Fonte:
○ ○ ○ ○ ○ ○ ○

SULLE UNIONI CIVILI MARCHINI CERCA DI INCRINARE LA MAGGIORANZA TROPPO AMPIA DI RENZI


di Massimo Colaiacomo


     Da sindaco di Roma Alfio Marchini non accetterebbe mai di celebrare un'unione civile gay. L'affermazione è stata fatta cadere, quasi con nonchalance, in mezzo ad altre più impegnative promesse (la privatizzazione di Atac o il no al delisting di ACEA da Borsa italiana). L'effetto politico è stato immediato: alla vigilia del voto di fiducia della Camera sulle unioni civili, Marchini ha deciso di agitare le acque con l'obiettivo di incrinare una maggioranza altrimenti oceanica sul provvedimento  che il premier Matteo Renzi si prepara ad alzare come un trofeo da esibire alla sua sinistra, nel silenzio e nello smarrimento del centrodestra.
      È evidente, come sa bene il candidato di centro-destra, che nessun sindaco potrà rifiutarsi di applicare una norma una volta diventata legge dello Stato. Quella di Marchini, però, è una provocazione politica destinata a scompigliare gli equilibri in quell'area moderata in cui Renzi ha mietuto e miete consensi e punta a rafforzare il proprio insediamento elettorale. Con la sua sortita, Marchini ha voluto risospingere Renzi in un'area di sinistra, marcando il provvedimento sulle unioni civili come un prodotto della cultura gender e relativista tipica della sinistra radicale.
     Se quello di Marchini è un calcolo elettorale, resta da vedere quanto possa rivelarsi efficace. Sul piano politico, non c'è dubbio che appare come una mossa destinata a rinsaldare il fianco sinistro della maggioranza renziana per meglio metterne in discussione il suo radicamento nel mondo moderato, non solo cattolico. Perché soltanto gli ingenui possono pensare che sulle unioni civili omosessuali si consumi uno scontro secondo lo schema ottocentesco fra laici e cattolici. Intorno a questo tema, come su tutte le questioni di bioetica e che riguardano la vita e la morte, la battaglia politica si svolge su un terreno diverso dal passato, mentre l'appartenenza religiosa ha un peso ormai relativo. In gioco entrano due differenti weltanschauung, visioni della vita e della società che muovono da valori diversi e talora radicalmente diversi. È vero che le unioni civili non sono assimilabili, né la legge in votazione le assimila, al matrimonio. Ma come negare che provvedimenti simili portano a una relativizzazione del matrimonio come è incardinato nella Carta costituzionale?
     Marchini ha tracciato una linea sulla sabbia, ma non per dire "di qua i cattolici, di là i laici". Ha semplicemente voluto, ma dovrà spiegarlo meglio, ricordare che ha una visione relativista della vita se ne può contrapporre un'altra, non meno legittima, volta a riaffermare istituti e valori, sicuramente da rinnovare, ma ancora oggi capaci di essere un collante etico per una società smarrita. Sono obiettivi che rimangono molto sullo sfondo del ragionamento solo abbozzato da Marchini. In primo piano rimane però il suo obiettivo, non troppo vago, di contestare a Renzi la rappresentanza del mondo moderato. Perché è su questo terreno che si svolgerà la prossima contesa elettorale. Sarebbe sbagliato attendersi note di plauso da parte delle gerarchie vaticane. Questo pontificato ha scelto una dimensione diversa dai suoi predecessori. La predicazione di Papa Francesco si svolge su un piano orizzontale e i valori "non negoziabili" della stagione ruiniana sono soltanto un pallido ricordo.

○ ○ ○ ○ ○ ○ ○

Dati registrati:
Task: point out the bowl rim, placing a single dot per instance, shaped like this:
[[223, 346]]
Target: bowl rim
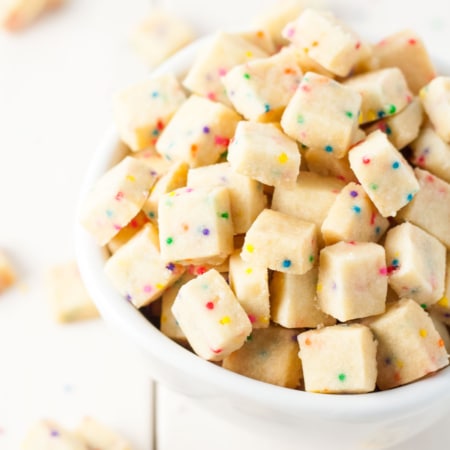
[[123, 316]]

○ ○ ○ ○ ○ ○ ○

Consegne dell'esercizio:
1. Risponda alle seguenti domande sull'articolo dedicato alle unioni civili:
(a) Quali altre promesse di Marchini vengono citate accanto al rifiuto di celebrare un'unione civile gay?
(b) Su quale terreno, secondo l'articolo, si svolgerà la prossima contesa elettorale?
(c) Che cosa sono oggi i valori "non negoziabili" della stagione ruiniana?
2. Estragga dall'articolo sulle unioni civili il passo che inizia con "di Massimo Colaiacomo" e termina con "smarrimento del centrodestra.", riportandolo senza alcuna modifica.

Soluzioni dell'esercizio:
1.
(a) La privatizzazione di Atac e il no al delisting di ACEA da Borsa italiana.
(b) Sulla rappresentanza del mondo moderato, che Marchini intende contestare a Renzi.
(c) Soltanto un pallido ricordo.

2.
di Massimo Colaiacomo


     Da sindaco di Roma Alfio Marchini non accetterebbe mai di celebrare un'unione civile gay. L'affermazione è stata fatta cadere, quasi con nonchalance, in mezzo ad altre più impegnative promesse (la privatizzazione di Atac o il no al delisting di ACEA da Borsa italiana). L'effetto politico è stato immediato: alla vigilia del voto di fiducia della Camera sulle unioni civili, Marchini ha deciso di agitare le acque con l'obiettivo di incrinare una maggioranza altrimenti oceanica sul provvedimento  che il premier Matteo Renzi si prepara ad alzare come un trofeo da esibire alla sua sinistra, nel silenzio e nello smarrimento del centrodestra.